### EXERCISE
Each line of the material must be returned exactly.

### Data records

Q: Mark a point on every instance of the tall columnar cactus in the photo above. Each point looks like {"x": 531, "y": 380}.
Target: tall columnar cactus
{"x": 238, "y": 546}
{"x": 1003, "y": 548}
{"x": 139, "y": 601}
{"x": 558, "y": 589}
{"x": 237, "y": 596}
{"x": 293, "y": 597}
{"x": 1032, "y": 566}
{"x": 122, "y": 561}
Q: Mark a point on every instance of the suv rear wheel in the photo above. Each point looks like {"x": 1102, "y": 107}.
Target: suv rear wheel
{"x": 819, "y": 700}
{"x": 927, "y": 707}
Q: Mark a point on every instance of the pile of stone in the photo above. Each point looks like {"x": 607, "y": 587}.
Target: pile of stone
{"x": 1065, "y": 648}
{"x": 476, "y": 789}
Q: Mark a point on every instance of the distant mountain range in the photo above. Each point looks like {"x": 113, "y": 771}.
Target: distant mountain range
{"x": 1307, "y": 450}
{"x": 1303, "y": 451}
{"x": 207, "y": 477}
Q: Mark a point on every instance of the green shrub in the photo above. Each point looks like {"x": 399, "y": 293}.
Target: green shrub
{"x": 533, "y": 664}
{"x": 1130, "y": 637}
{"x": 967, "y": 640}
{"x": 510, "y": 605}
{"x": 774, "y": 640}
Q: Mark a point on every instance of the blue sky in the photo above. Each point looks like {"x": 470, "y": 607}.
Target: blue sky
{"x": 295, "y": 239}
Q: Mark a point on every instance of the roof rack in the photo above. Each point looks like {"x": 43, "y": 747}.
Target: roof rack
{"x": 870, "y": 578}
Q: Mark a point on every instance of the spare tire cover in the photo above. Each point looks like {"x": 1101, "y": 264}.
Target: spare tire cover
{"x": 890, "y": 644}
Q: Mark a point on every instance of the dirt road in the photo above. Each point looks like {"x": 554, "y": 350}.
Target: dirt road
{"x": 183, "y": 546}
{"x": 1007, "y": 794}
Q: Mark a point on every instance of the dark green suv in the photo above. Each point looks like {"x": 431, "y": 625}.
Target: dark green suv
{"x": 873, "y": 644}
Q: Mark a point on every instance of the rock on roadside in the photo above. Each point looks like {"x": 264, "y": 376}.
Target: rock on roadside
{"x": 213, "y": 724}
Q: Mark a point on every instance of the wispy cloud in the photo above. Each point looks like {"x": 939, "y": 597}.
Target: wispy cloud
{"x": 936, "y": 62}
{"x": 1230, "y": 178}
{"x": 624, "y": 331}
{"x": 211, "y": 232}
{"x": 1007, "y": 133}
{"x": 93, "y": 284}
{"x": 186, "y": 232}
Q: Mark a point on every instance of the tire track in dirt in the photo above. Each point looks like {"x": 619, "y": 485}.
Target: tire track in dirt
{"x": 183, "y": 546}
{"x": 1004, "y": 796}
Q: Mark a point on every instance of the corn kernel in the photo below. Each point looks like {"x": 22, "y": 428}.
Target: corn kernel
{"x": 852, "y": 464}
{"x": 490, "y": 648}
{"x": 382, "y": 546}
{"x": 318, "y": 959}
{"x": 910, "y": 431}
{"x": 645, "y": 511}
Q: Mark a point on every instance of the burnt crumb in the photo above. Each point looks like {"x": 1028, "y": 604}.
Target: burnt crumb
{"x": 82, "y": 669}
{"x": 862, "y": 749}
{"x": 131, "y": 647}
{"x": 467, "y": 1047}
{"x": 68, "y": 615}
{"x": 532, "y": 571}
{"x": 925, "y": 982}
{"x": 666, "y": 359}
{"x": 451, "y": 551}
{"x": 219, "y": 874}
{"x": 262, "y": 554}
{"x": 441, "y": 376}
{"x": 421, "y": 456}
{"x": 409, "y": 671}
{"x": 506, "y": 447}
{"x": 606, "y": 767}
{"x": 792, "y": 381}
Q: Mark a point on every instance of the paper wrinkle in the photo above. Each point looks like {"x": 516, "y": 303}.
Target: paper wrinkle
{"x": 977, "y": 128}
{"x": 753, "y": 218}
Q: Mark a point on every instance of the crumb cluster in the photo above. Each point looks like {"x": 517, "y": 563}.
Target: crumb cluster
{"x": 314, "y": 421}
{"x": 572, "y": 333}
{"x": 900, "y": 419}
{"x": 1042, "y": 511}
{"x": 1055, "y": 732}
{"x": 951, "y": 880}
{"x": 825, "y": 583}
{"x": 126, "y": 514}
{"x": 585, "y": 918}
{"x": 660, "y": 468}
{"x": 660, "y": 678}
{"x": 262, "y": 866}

### RESULT OF THIS TASK
Q: Mark a point on every instance of the tall columnar cactus in the photo above. Each point looks like {"x": 531, "y": 380}.
Target: tall columnar cactus
{"x": 238, "y": 546}
{"x": 1003, "y": 548}
{"x": 139, "y": 601}
{"x": 558, "y": 589}
{"x": 237, "y": 596}
{"x": 293, "y": 597}
{"x": 1032, "y": 566}
{"x": 122, "y": 561}
Q: Mark a point on every instance of the suv rear wheel in the photo above. Each point looks like {"x": 1102, "y": 107}.
Target: suv rear wheel
{"x": 819, "y": 700}
{"x": 927, "y": 707}
Q: Mark a point on every instance of the pile of stone in the photo above. Each point looks like {"x": 607, "y": 587}.
Target: pile of stone
{"x": 1065, "y": 648}
{"x": 476, "y": 789}
Q: Mark a point on every instance of the distant mountain range in the photo above. Each point looks like {"x": 113, "y": 771}.
Target: distant mountain range
{"x": 1307, "y": 450}
{"x": 1303, "y": 451}
{"x": 207, "y": 477}
Q: Mark a point on every instance of the green shrub in the photo above. Each point looks like {"x": 399, "y": 293}.
Target: green shrub
{"x": 533, "y": 664}
{"x": 1130, "y": 637}
{"x": 967, "y": 640}
{"x": 510, "y": 605}
{"x": 774, "y": 640}
Q: Mark a point on every instance of the blue sky in the photo above. Each point looks like {"x": 470, "y": 607}.
Target: blue sky
{"x": 295, "y": 239}
Q: Mark a point on every instance of the roof rack in the photo above. Each point looks like {"x": 43, "y": 747}.
Target: roof rack
{"x": 870, "y": 578}
Q: Mark a point on every instance of the spare tire cover in the photo above. Each point looks like {"x": 1101, "y": 264}.
Target: spare tire cover
{"x": 890, "y": 644}
Q: Mark a point on every instance of the dirt road in the photo above. Each point looks like {"x": 554, "y": 350}.
Target: dirt road
{"x": 183, "y": 546}
{"x": 1007, "y": 794}
Q: Mark a point on every instance of the dark green suv in the photo above. Each point looks like {"x": 431, "y": 625}.
Target: dark green suv
{"x": 873, "y": 644}
Q: Mark a point on every instance of the rock on roadside in the photo above. Each point looks like {"x": 264, "y": 376}.
Target: rock on roadside
{"x": 213, "y": 724}
Q: Mark a point on every instance of the wispy cloud in the photo above. Each point looks like {"x": 939, "y": 597}.
Target: wispy cloud
{"x": 936, "y": 62}
{"x": 1230, "y": 178}
{"x": 624, "y": 331}
{"x": 211, "y": 232}
{"x": 1007, "y": 133}
{"x": 93, "y": 284}
{"x": 186, "y": 232}
Q: Mark a point on every instance of the tire track in dirt in the photo above. Each point looks like {"x": 619, "y": 485}.
Target: tire track in dirt
{"x": 183, "y": 546}
{"x": 1004, "y": 796}
Q: Mark a point on every instance of the corn kernel in the photo below. Each point looks like {"x": 22, "y": 428}.
Target: corn kernel
{"x": 852, "y": 464}
{"x": 490, "y": 648}
{"x": 382, "y": 546}
{"x": 318, "y": 959}
{"x": 910, "y": 431}
{"x": 645, "y": 511}
Q: Mark a point on every instance of the burnt crumb in the photo above. Each point looks like {"x": 1028, "y": 604}.
Target: burnt crumb
{"x": 82, "y": 669}
{"x": 862, "y": 749}
{"x": 131, "y": 647}
{"x": 467, "y": 1047}
{"x": 68, "y": 615}
{"x": 532, "y": 571}
{"x": 925, "y": 982}
{"x": 666, "y": 359}
{"x": 451, "y": 551}
{"x": 219, "y": 874}
{"x": 262, "y": 554}
{"x": 441, "y": 376}
{"x": 421, "y": 456}
{"x": 409, "y": 671}
{"x": 506, "y": 447}
{"x": 606, "y": 767}
{"x": 792, "y": 381}
Q: Mark a point on every instance of the paper wrinkle in the photo above. Each point looks like {"x": 516, "y": 303}.
Target: paper wrinkle
{"x": 977, "y": 128}
{"x": 753, "y": 218}
Q: Mark a point on every instance of the crumb cluster in the photo above. Each point looks like {"x": 517, "y": 563}.
Target: crumb cluster
{"x": 314, "y": 421}
{"x": 572, "y": 333}
{"x": 900, "y": 419}
{"x": 1042, "y": 511}
{"x": 1055, "y": 732}
{"x": 951, "y": 880}
{"x": 825, "y": 583}
{"x": 126, "y": 514}
{"x": 585, "y": 918}
{"x": 660, "y": 468}
{"x": 660, "y": 678}
{"x": 262, "y": 866}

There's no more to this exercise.